→ **SELECTED TEXT**

Circulating tumor DNA (ctDNA) levels before and during treatment can predict how a patient with diffuse large B-cell lymphoma (DLBCL) responds to standard therapy, according to a study recently published in the Journal of Clinical Oncology.1 The study suggests that long-term outcomes can be predicted as early as 3 weeks after the initiation of drug therapy.
“In diffuse large B-cell lymphoma, we don’t have a great way of being able to tell if someone isn’t going to do as well after they’ve received treatment,” Sarah Rutherford, MD, oncologist at Weill Cornell Medicine and New York-Presbyterian Hospital in New York, New York, told Cancer Therapy Advisor; she was not involved in the study. About one-third of patients with DLBCL do not respond to currently available treatments. “This research is striking because it [shows] a new method of trying to figure out and differentiate between which patients will do well with the frontline therapy versus which won’t do as well.”

→ **DATA UNDER STUDY**

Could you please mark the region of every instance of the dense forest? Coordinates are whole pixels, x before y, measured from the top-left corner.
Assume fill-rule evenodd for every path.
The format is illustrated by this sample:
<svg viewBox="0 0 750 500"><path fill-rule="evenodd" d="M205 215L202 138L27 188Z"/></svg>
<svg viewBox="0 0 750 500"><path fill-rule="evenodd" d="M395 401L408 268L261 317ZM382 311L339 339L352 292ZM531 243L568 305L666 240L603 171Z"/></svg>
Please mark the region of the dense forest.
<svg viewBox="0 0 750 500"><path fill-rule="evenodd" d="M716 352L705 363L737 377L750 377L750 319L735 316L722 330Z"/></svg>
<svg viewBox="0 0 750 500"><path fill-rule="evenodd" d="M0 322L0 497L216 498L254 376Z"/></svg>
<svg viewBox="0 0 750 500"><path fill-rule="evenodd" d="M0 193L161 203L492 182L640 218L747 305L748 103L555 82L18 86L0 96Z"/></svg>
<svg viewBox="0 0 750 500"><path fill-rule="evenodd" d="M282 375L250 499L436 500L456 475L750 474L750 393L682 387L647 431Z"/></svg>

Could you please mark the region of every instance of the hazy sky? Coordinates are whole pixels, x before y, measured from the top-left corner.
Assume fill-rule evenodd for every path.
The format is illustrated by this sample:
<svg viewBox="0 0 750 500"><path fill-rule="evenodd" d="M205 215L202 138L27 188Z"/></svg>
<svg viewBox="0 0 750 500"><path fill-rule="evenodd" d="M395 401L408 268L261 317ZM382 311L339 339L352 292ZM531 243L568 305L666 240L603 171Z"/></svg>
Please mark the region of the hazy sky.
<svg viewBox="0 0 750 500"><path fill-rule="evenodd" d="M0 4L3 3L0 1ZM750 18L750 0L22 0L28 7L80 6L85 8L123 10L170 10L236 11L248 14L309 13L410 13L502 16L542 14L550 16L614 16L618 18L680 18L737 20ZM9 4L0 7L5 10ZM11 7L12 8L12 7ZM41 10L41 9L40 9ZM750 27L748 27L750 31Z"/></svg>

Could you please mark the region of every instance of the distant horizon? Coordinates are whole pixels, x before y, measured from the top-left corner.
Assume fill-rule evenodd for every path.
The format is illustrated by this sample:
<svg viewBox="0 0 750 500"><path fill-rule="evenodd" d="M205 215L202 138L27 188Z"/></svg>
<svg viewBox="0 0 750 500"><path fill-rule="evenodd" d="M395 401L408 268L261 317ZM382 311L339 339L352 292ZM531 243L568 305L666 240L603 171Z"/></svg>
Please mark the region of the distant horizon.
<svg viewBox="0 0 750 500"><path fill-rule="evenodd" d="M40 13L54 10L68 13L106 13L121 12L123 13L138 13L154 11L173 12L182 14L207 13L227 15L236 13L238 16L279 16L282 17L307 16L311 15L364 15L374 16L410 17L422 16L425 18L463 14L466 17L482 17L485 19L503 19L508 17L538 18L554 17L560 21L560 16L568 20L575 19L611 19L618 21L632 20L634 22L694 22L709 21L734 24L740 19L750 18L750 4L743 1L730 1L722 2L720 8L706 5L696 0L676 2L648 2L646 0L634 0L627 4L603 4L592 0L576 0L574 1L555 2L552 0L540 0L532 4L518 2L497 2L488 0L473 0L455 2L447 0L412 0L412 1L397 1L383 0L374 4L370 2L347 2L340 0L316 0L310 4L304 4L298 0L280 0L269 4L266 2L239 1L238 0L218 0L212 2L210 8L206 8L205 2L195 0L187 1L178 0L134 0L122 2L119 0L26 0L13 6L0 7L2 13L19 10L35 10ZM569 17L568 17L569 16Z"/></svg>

→ **DIRECTIONS**
According to the text on ctDNA in lymphoma, how soon after drug therapy begins can long-term outcomes be predicted? These entries come from a source unrelated to the text.

→ **RESULT FOR THIS TASK**
As early as 3 weeks after drug therapy begins.